Extrait choisi:

▬▬▬

Quatre livres sur l’Allemagne.

 

Dans cet essai nous tentons de mettre en perspective quatre livres sur l'Allemagne que nous avons eus entre les mains cet hiver.

 

La vie de Voltaire de Condorcet Paris 1789.

Le Capital de Karl Marx Paris 1885.

La chute de la France d'Ozkar Zenkner Dusseldorf 1942.

Hammerstein ou l'intransigeance Gallimard 2010.

 

 

 

 

Cet aperçu sur l’histoire de l’Allemagne s’est ouvert par la littérature car le hasard nous a mis le même mois en main quatre ouvrages que nous n’aurions jamais pensé à ouvrir en même temps et au même moment. Nous en avons fait la présentation par ordre chronologique mais de nombreuses passerelles obligent à passer d'un commentaire à l'autre sans tenir compte de la chronologie.

 

1°) Comment se fait-il que l’héritage nous ait légué à la fois les œuvres complètes de Voltaire et celle de Karl Marx ? C’est un mystère. Mais toujours est-il qu’une fois ré ouvertes les œuvres de Voltaire sa parenté avec Marx surtout en tant que dénonciateur de la religion est absolument évidente. Bien entendu Voltaire précède Marx et ce tandis que ce dernier s'inspire de « l'essai sur les moeurs et la religion ».

▬▬▬

Entrées à traiter:
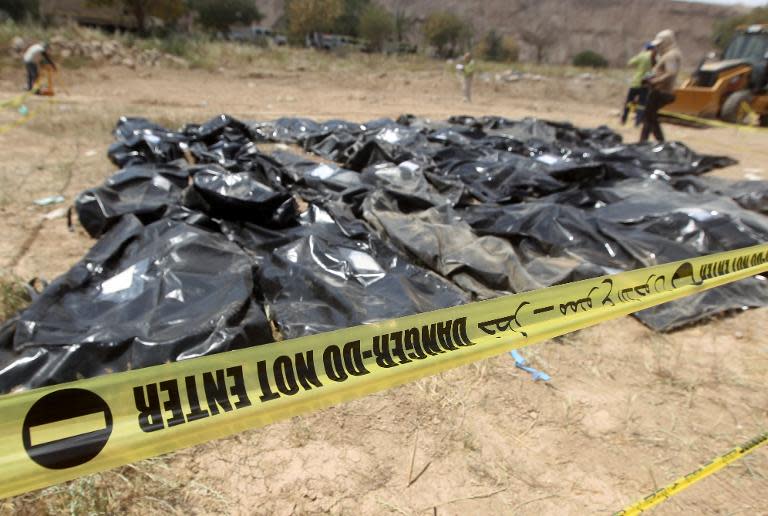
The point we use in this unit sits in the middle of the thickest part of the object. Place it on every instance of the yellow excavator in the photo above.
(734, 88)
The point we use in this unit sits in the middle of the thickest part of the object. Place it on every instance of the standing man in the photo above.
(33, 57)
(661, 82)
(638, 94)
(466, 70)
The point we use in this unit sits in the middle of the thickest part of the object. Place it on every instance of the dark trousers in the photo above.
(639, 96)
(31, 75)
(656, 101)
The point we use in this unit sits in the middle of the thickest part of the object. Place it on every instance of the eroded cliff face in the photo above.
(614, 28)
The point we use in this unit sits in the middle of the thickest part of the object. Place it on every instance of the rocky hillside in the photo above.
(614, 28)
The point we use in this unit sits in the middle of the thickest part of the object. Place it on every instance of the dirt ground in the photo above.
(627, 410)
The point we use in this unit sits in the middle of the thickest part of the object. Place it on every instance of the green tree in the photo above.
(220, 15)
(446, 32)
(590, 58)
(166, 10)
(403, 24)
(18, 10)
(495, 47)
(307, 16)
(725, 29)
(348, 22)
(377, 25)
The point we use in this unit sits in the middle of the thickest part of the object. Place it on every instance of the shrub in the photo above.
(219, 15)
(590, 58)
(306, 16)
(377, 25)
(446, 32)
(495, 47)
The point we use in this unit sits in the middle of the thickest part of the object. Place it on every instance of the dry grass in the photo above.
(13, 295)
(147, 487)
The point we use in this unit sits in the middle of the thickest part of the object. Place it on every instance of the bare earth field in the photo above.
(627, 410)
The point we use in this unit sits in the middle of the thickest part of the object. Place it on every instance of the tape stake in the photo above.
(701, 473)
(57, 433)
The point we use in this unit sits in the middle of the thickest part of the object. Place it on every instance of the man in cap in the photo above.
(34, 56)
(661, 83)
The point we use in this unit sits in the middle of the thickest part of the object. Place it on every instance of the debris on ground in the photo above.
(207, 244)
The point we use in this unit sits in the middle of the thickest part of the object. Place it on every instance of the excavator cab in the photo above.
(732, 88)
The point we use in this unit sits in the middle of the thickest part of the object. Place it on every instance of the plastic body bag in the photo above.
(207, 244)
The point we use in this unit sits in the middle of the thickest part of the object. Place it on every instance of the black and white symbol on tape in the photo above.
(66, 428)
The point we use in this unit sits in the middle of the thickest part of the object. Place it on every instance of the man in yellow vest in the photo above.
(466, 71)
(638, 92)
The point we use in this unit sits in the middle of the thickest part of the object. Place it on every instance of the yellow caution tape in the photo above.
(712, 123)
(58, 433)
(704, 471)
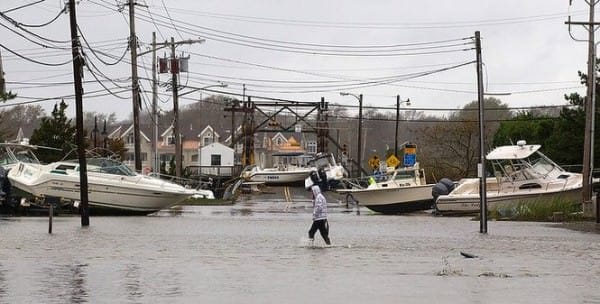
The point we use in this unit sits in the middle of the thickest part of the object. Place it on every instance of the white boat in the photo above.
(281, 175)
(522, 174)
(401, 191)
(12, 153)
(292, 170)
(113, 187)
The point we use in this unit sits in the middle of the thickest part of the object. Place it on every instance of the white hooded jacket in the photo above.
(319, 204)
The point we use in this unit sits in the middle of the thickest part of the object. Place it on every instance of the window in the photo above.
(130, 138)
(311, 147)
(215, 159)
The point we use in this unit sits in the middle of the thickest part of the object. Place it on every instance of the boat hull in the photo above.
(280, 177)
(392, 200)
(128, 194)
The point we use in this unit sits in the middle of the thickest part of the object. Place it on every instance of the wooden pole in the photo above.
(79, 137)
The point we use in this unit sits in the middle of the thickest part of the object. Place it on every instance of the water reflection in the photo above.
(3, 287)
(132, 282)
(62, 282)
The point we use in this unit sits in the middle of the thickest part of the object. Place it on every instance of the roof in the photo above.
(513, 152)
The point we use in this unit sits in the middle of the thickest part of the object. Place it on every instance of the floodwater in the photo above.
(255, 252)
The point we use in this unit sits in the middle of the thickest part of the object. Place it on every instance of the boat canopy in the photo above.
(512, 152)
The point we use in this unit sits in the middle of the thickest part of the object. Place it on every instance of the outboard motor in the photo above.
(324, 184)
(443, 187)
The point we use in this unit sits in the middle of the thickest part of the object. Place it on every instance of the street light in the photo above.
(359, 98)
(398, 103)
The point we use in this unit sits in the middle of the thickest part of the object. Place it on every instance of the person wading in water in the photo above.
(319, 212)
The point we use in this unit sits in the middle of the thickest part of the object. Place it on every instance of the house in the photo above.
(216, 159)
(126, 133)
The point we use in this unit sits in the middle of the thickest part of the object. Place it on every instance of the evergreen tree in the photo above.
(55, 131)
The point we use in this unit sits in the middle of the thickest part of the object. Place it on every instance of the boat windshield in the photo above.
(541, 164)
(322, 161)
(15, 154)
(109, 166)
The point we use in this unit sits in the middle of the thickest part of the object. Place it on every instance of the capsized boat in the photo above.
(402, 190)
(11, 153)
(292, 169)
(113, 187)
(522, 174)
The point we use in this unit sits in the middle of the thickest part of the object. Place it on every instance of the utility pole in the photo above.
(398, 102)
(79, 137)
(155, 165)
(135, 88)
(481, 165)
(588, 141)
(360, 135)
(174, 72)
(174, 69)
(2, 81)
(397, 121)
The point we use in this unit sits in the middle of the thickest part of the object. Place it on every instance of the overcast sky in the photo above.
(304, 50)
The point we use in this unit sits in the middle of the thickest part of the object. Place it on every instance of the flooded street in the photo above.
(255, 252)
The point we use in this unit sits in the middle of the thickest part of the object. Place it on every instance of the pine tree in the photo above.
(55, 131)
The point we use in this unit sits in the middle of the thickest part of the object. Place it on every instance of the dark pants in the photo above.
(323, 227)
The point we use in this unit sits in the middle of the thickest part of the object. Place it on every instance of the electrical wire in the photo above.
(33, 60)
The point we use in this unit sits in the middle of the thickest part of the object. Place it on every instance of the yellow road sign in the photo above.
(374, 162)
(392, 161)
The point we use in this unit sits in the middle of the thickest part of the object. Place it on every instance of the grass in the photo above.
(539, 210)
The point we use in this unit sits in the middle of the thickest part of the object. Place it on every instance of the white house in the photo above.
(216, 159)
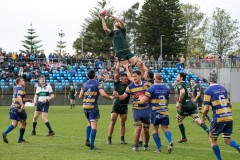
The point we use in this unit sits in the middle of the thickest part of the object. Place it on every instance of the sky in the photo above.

▬▬▬

Liste des tâches:
A) Recopiez le passage de l'extrait choisi qui commence par les mots « Quatre livres sur l’Allemagne. » et s'achève sur « Condorcet Paris 1789. », en remplaçant « hiver » par « automne ».
B) Comptez les lignes des entrées qui contiennent la chaîne « dark », puis indiquez uniquement ce nombre.

Réponses aux tâches:
A)
Quatre livres sur l’Allemagne.

 

Dans cet essai nous tentons de mettre en perspective quatre livres sur l'Allemagne que nous avons eus entre les mains cet automne.

 

La vie de Voltaire de Condorcet Paris 1789.

B) 2